§ PROVIDED PASSAGE:
= = = = = = =

The alias can be used to retrieve the database object from the client

>>> assert db == client.get_database("test")

Creating a collection

>>> collection = db.create_collection("Person")
>>> len(db.list_collections())
1
>>> db.get_collection("Person") == collection
True
>>> objs = [{"id": "P1", "name": "John", "age_in_years": 30}, {"id": "P2", "name": "Alice", "age_in_years": 25}]
>>> collection.insert(objs)
>>> qr = collection.find()
>>> len(qr.rows)
2
>>> qr.rows[0]["id"]
'P1'
>>> qr.rows[1]["name"]
'Alice'
>>> qr = collection.find({"name": "John"})
>>> len(qr.rows)
1
>>> qr.rows[0]["name"]
'John'
parent: Optional[Client] = None
collection_class: ClassVar[Optional[Type[Collection]]] = None
listeners: Optional[List[Callable[[Collection, List[PatchDict]], None]]] = None
__init__(handle=None, metadata=None, **kwargs)[source]
metadata: Optional[DatabaseConfig] = None
from_config(db_config, **kwargs)[source]

Initialize a database from a configuration.

TODO: DEPRECATE

Parameters:
  • db_config (DatabaseConfig) – database configuration

  • kwargs – additional arguments

property recreate_if_exists: bool

Return whether to recreate the database if it already exists.

= = = = = = =

§ SOURCE DATA:
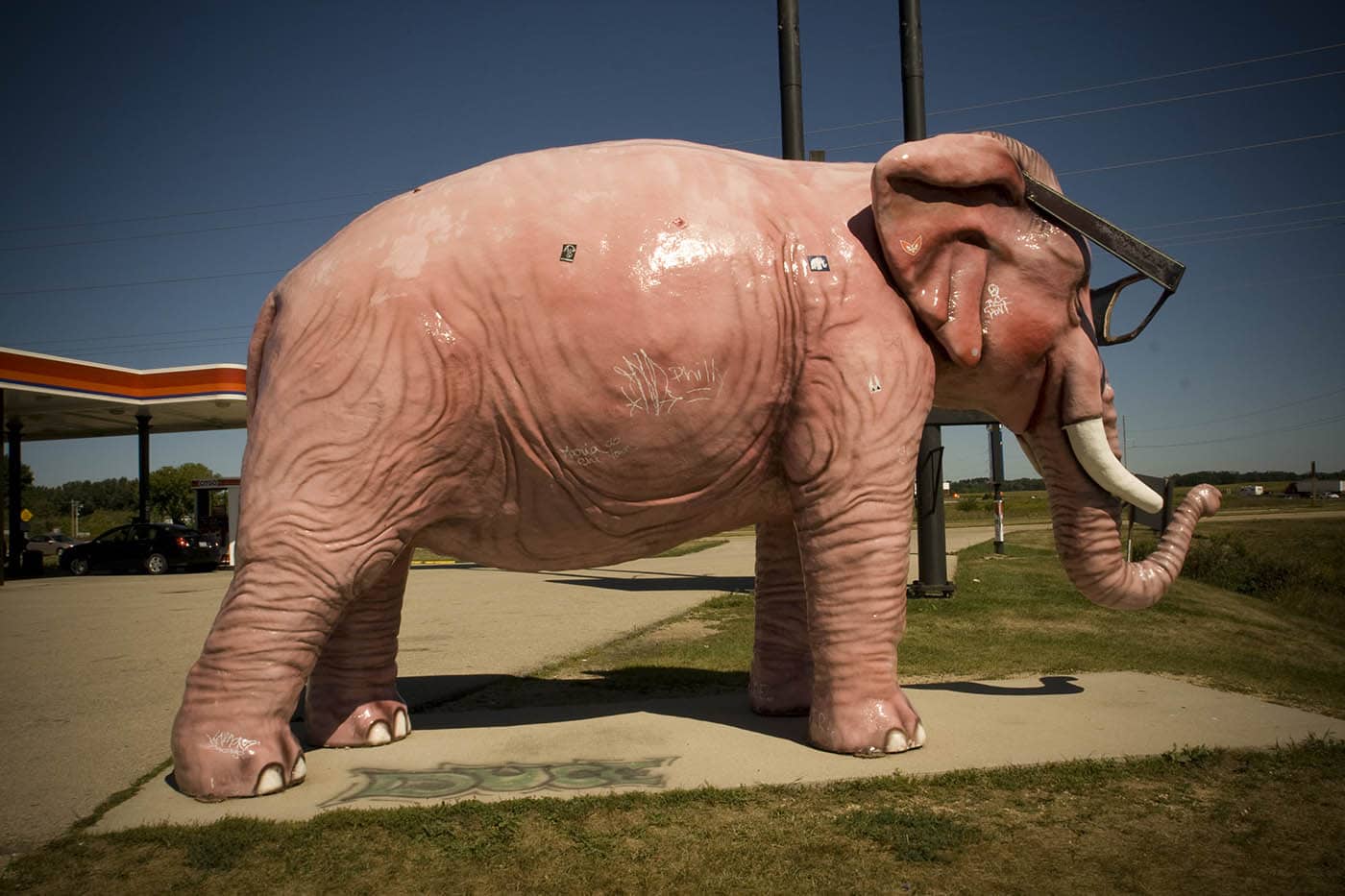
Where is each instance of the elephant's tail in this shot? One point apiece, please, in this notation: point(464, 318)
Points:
point(257, 350)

= = = = = = =

§ COMPLETE THE FOLLOWING:
- a) According to the documentation excerpt, what does the recreate_if_exists property return?
- b) Transcribe the documentation excerpt from "The alias can" to "qr = collection.find()".
- c) Name every type-annotated attribute that the documentation excerpt shows with a default value of None.
The material plays no part in this work.

§ ANSWERS:
- a) It returns whether to recreate the database if it already exists.

- b)
The alias can be used to retrieve the database object from the client

>>> assert db == client.get_database("test")

Creating a collection

>>> collection = db.create_collection("Person")
>>> len(db.list_collections())
1
>>> db.get_collection("Person") == collection
True
>>> objs = [{"id": "P1", "name": "John", "age_in_years": 30}, {"id": "P2", "name": "Alice", "age_in_years": 25}]
>>> collection.insert(objs)
>>> qr = collection.find()

- c) parent, collection_class, listeners, metadata